#### Work request
Continue the article on Troy Tulowitzki's retirement, starting right after its final sentence.

#### Exercise text
_ _ _
Troy Tulowitzki Retires After a Brief Comeback in Pinstripes

BOSTON — After a year and a half away from the major leagues with a fractured ankle and bone spurs in his heels, shortstop Troy Tulowitzki wanted only one thing: for his 5-year-old son, Taz, to see him play again. The thought drove Tulowitzki every day through an arduous rehabilitation that seemed like a long shot to get him back on a major league field.

Tulowitzki got his wish this spring: At 34, he was the opening day shortstop for the Yankees, whom he watched growing up because of his admiration for their shortstop, Derek Jeter.

But the comeback was short-lived. Tulowitzki could not quite recover from a nagging calf injury, and there was no place for him anymore on the Yankees. They let him return home during the season to consider his future.

And on Thursday, Tulowitzki conceded to reality, announcing his retirement after 13 seasons in the majors, most of them as a dynamic star for the Colorado Rockies. By 30, he was a five-time All-Star who hit for average and power and had won two Gold Gloves for his defense.

“I wish that my health had allowed for a different ending to that chapter,” Tulowitzki said in a 327-word statement issued by the Yankees.

At about the same time, the University of Texas announced that it had hired Tulowitzki, who attended California State University Long Beach, as an assistant coach.

In his statement, Tulowitzki thanked his family, his agent, the fans, his former teams — the Rockies and the Toronto Blue Jays — and also the Yankees for giving him one final shot. Tulowitzki finished his career as a .290 hitter with 225 home runs and a World Series appearance with the Rockies in 2007. Since the start of the 2016 season, he has played in only 202 games.
_ _ _
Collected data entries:
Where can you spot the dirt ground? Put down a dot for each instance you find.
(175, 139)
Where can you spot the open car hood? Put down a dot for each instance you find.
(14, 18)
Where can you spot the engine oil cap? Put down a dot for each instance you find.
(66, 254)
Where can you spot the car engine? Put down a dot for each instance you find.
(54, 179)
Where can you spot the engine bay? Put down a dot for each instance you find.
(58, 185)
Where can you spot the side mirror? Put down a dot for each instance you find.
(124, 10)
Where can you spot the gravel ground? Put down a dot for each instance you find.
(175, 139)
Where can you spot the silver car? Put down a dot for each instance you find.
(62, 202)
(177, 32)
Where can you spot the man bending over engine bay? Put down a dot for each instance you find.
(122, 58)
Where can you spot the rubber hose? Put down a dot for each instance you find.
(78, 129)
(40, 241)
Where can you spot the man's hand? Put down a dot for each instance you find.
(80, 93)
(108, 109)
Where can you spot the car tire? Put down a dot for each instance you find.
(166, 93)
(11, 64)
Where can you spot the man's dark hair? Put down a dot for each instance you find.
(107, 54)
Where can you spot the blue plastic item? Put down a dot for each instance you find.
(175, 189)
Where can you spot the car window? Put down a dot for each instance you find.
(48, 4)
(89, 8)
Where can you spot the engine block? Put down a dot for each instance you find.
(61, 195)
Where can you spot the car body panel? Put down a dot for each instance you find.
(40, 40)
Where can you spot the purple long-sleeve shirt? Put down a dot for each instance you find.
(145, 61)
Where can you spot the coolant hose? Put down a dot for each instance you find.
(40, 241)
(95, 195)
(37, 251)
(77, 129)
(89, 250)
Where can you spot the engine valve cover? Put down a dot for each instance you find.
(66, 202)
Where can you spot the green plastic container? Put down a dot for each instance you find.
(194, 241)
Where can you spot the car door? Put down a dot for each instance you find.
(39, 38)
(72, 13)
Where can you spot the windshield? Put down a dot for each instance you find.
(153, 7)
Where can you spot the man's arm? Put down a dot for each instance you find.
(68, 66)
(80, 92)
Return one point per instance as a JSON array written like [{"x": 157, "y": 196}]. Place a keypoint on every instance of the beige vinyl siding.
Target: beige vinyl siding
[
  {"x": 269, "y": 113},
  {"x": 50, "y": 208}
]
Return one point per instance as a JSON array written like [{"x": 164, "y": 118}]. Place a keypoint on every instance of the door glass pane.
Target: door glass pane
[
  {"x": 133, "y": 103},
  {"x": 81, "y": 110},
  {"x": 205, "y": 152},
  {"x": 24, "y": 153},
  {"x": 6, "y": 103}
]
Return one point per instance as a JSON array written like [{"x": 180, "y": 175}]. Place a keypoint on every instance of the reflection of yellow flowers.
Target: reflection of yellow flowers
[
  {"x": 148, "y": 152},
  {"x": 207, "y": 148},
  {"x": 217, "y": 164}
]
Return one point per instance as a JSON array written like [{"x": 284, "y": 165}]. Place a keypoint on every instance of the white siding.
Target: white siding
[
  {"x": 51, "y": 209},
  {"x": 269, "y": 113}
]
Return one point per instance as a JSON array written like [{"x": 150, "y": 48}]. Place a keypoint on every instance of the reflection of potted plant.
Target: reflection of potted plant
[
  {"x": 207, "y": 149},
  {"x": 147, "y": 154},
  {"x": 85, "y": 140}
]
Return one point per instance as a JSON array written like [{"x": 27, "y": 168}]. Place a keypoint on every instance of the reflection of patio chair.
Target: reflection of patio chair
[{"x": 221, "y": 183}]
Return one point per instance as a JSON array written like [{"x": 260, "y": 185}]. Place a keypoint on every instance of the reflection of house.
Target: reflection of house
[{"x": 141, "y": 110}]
_ _ _
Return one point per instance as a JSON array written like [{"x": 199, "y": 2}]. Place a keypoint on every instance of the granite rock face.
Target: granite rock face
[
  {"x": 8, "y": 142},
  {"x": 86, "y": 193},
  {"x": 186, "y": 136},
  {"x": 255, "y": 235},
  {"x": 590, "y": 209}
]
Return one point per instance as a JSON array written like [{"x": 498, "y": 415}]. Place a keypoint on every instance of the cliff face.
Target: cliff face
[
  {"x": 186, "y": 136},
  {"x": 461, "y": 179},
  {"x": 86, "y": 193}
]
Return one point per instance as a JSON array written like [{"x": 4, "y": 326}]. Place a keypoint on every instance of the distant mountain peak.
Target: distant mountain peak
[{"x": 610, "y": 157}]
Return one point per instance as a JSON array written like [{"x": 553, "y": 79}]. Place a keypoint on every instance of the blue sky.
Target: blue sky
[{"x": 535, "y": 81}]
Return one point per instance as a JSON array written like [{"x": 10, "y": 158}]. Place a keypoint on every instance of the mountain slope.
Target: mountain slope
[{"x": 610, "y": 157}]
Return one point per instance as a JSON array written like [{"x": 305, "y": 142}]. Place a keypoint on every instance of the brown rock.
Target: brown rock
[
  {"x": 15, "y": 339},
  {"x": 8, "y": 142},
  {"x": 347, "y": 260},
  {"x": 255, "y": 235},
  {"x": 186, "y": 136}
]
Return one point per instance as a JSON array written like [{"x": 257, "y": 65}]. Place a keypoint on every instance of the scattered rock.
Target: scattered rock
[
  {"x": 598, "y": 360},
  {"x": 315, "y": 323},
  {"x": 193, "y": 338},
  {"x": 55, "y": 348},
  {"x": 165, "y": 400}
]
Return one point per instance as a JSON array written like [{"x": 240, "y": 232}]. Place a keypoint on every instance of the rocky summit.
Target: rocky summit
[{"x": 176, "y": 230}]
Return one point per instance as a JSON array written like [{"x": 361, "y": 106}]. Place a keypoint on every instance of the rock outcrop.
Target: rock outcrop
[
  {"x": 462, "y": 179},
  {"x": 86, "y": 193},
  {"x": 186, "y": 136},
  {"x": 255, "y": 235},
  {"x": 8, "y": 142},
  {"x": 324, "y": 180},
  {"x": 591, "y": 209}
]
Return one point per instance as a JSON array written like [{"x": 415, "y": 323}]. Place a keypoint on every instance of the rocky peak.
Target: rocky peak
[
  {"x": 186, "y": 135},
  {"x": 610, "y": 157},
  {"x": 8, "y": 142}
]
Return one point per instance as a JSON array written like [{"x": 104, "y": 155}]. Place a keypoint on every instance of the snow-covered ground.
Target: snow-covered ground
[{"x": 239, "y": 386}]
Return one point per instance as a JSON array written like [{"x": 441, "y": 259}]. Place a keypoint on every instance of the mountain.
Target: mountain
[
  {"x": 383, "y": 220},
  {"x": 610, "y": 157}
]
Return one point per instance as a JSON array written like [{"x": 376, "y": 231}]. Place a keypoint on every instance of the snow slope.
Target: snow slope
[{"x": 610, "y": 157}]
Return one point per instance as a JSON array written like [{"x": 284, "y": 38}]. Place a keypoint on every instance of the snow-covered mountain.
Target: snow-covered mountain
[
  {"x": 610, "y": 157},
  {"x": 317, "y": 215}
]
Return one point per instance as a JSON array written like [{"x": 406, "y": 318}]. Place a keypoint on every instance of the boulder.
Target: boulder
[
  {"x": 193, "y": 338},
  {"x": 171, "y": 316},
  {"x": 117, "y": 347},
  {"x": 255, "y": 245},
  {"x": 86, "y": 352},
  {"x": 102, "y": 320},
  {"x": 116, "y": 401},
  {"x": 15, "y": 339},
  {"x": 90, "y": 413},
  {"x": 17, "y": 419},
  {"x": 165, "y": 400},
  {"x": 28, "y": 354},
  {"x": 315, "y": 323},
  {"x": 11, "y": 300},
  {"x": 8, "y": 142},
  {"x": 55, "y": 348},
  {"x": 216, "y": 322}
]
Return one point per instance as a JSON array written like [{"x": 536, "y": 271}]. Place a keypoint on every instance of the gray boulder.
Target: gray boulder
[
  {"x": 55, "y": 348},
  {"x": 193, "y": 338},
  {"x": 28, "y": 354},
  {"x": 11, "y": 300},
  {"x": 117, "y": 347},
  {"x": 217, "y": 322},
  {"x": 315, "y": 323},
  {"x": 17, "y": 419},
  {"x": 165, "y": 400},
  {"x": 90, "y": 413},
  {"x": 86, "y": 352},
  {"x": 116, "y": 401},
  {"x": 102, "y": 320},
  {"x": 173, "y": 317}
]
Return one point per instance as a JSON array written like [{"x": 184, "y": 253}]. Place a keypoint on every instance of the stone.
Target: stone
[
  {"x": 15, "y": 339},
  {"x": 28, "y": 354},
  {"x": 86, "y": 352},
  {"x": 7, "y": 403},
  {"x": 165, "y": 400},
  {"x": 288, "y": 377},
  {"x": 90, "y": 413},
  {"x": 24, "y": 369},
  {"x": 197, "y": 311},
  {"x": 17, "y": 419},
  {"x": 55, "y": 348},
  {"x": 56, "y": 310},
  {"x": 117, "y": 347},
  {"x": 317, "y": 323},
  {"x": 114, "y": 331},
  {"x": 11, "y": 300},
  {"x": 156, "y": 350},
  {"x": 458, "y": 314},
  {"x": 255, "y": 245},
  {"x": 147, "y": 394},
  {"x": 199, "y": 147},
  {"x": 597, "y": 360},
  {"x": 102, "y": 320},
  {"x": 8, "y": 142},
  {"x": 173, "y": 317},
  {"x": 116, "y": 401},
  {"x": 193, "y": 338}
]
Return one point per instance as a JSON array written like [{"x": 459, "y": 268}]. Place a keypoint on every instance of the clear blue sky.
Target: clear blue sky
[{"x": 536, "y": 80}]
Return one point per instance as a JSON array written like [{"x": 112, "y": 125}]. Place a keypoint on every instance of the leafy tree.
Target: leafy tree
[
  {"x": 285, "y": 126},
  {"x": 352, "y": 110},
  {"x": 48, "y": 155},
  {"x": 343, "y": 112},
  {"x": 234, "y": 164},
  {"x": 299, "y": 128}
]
_ _ _
#### Exercise response
“I will always look back with tremendous gratitude for having the privilege of playing as long as I did,” Tulowitzki said.

Yankees Manager Aaron Boone said Tulowitzki’s defense had always impressed him.

“What I’ll remember,” Boone said, “is obviously a great player, but a guy that played a great shortstop and played it in such a unique way, with flair and the way he moved and played on the run and threw from different angles.”

The Blue Jays released Tulowitzki after the 2018 season with $38 million and two years left on his contract. He landed with the Yankees this off-season after impressing them in private workouts. He was expected to be the Yankees’ primary shortstop until Didi Gregorius returned from elbow surgery this summer. Tulowitzki went 2 for 11 with one home run before injuring his left calf.

“While this chapter is now over, I look forward to continuing my involvement in the game that I love … instructing and helping young players to achieve their goals and dreams,” he said. “I’m saying goodbye to Major League Baseball, but I will never say goodbye 2 the game I love. Thanks again 2 all of you!”

The use of the No. 2 was fitting: It’s what he wore most of his career, a number he chose because of Jeter.